## Texto
Es comparable, incluso, con las más aceptadas y respetadas disciplinas como la pintura, la música o la literatura. En esencia no difieren: son vehículos a través de los cuales se pretende expresar una visión del mundo, una idea o una emoción partiendo de características culturales específicas. La diferencia yace y se limita apenas por el recurso que se emplee. Existe una variedad de géneros que componen la materia y eruditos que han logrado llegar a la cima de su expresión.

Si nos remitimos  a la primera definición del diccionario de la real academia española, detallan el piropo como una piedra fina de color rojo fuego, un rubí. Aunque acá, por lo menos para la mayoría de gente, adopta un significado un poco diferente - un cumplido, usualmente acompañado de un símil o una metáfora hecho a otra persona para ganar su voluntad y subir la moral – la primera definición no deja de ser cierta. Claramente existen unas joyitas de piropos, unos verdaderos rubís.

Así como existe el impresionismo, el surrealismo y lo abstracto en el arte, el bolero el pop y el reggae en la música y el narrativo, el poético y el dramático en la literatura, el piropo posee géneros que dividen su amplio campo de acción.  Aventurándome a crear la primera división de este nuevo arte, diría que el criterio de clasificación depende no sólo del contenido del mismo sino del tono de voz utilizado al emitirlo y el objetivo deseado. Crearía tres géneros.

## Conjunto de datos

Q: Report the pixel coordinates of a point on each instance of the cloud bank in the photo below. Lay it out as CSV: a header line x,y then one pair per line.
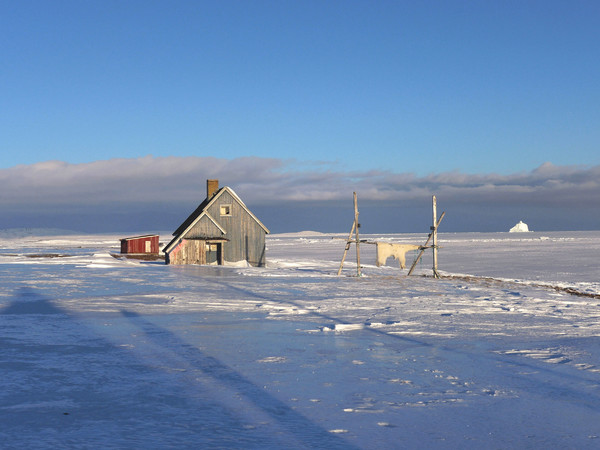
x,y
157,193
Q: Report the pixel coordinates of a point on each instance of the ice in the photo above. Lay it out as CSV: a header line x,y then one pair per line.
x,y
99,351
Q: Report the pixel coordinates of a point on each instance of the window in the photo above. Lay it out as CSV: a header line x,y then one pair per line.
x,y
225,210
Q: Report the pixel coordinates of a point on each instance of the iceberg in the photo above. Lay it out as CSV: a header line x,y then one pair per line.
x,y
521,227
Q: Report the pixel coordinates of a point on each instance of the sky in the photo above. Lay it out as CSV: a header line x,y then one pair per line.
x,y
114,113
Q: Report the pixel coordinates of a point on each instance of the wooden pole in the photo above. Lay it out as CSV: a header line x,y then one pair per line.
x,y
356,227
424,247
350,240
434,230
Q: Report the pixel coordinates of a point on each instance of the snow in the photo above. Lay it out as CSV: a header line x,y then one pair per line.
x,y
521,227
501,352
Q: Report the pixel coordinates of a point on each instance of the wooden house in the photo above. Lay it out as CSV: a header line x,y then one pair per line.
x,y
221,230
140,245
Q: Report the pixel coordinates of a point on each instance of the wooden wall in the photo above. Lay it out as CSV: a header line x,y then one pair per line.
x,y
246,238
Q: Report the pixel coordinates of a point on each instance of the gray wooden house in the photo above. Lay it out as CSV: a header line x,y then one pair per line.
x,y
221,230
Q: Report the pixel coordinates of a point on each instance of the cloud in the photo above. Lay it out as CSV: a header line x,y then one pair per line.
x,y
152,187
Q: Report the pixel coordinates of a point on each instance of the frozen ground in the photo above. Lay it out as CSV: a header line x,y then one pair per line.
x,y
99,352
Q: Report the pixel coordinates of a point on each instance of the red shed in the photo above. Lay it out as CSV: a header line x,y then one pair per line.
x,y
147,245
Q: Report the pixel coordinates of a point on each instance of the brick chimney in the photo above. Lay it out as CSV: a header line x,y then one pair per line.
x,y
212,186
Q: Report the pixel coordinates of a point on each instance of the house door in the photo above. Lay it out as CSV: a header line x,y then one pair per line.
x,y
213,254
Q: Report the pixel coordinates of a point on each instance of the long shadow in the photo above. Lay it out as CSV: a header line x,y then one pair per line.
x,y
63,382
304,430
590,401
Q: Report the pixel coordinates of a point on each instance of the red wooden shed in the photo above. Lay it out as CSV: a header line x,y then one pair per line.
x,y
146,245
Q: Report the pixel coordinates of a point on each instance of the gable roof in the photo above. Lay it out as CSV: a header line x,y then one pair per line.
x,y
201,211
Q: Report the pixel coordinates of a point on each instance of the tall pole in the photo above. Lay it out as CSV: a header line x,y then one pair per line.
x,y
434,231
356,226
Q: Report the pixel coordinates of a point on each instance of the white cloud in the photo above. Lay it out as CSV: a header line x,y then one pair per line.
x,y
155,187
261,180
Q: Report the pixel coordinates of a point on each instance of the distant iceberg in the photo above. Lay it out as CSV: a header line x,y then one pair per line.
x,y
521,227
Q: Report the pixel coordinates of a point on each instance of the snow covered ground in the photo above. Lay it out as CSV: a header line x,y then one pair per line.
x,y
104,352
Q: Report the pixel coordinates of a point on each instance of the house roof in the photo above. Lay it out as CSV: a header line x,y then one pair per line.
x,y
201,211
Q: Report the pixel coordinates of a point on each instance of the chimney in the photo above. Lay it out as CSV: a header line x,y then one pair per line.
x,y
212,186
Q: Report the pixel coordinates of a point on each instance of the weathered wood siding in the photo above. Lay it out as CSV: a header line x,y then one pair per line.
x,y
205,228
188,251
246,238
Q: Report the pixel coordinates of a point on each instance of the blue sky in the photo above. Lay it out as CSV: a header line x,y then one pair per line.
x,y
348,88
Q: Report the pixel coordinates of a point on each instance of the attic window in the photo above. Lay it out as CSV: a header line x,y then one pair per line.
x,y
225,210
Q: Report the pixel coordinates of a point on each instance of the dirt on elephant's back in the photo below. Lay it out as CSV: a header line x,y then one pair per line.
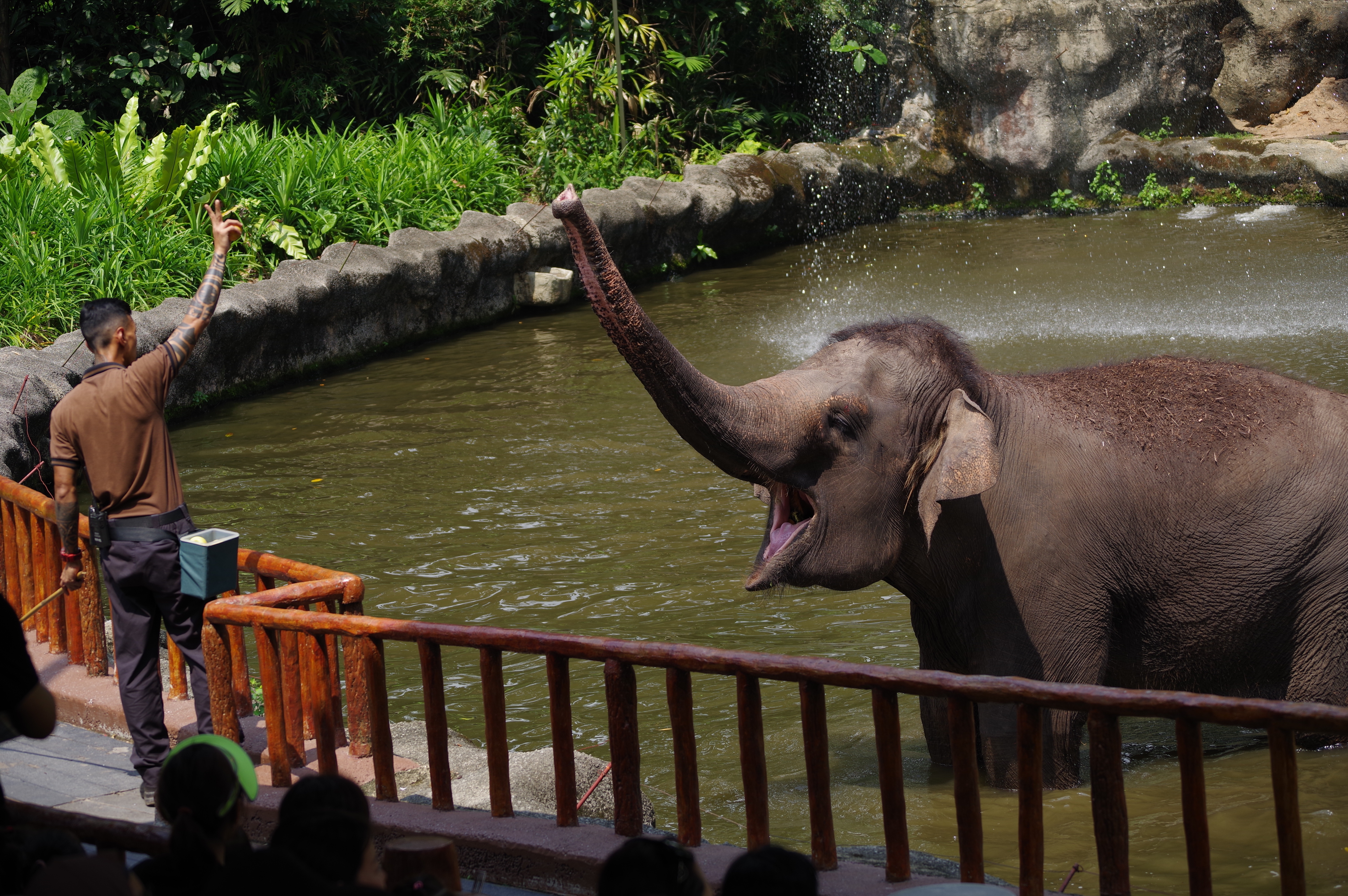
x,y
1207,406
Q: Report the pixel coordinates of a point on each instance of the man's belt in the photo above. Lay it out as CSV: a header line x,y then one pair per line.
x,y
145,529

## Enunciado
Según el texto sobre el piropo, ¿por qué la primera definición del diccionario, la de una piedra fina de color rojo fuego, «no deja de ser cierta»? Responde en una a tres oraciones.

## Solución
Porque, aunque para la mayoría de la gente el piropo signifique un cumplido hecho a otra persona, existen piropos que son unas verdaderas joyitas, auténticos rubís. Por eso la definición de la piedra preciosa también se ajusta a ellos.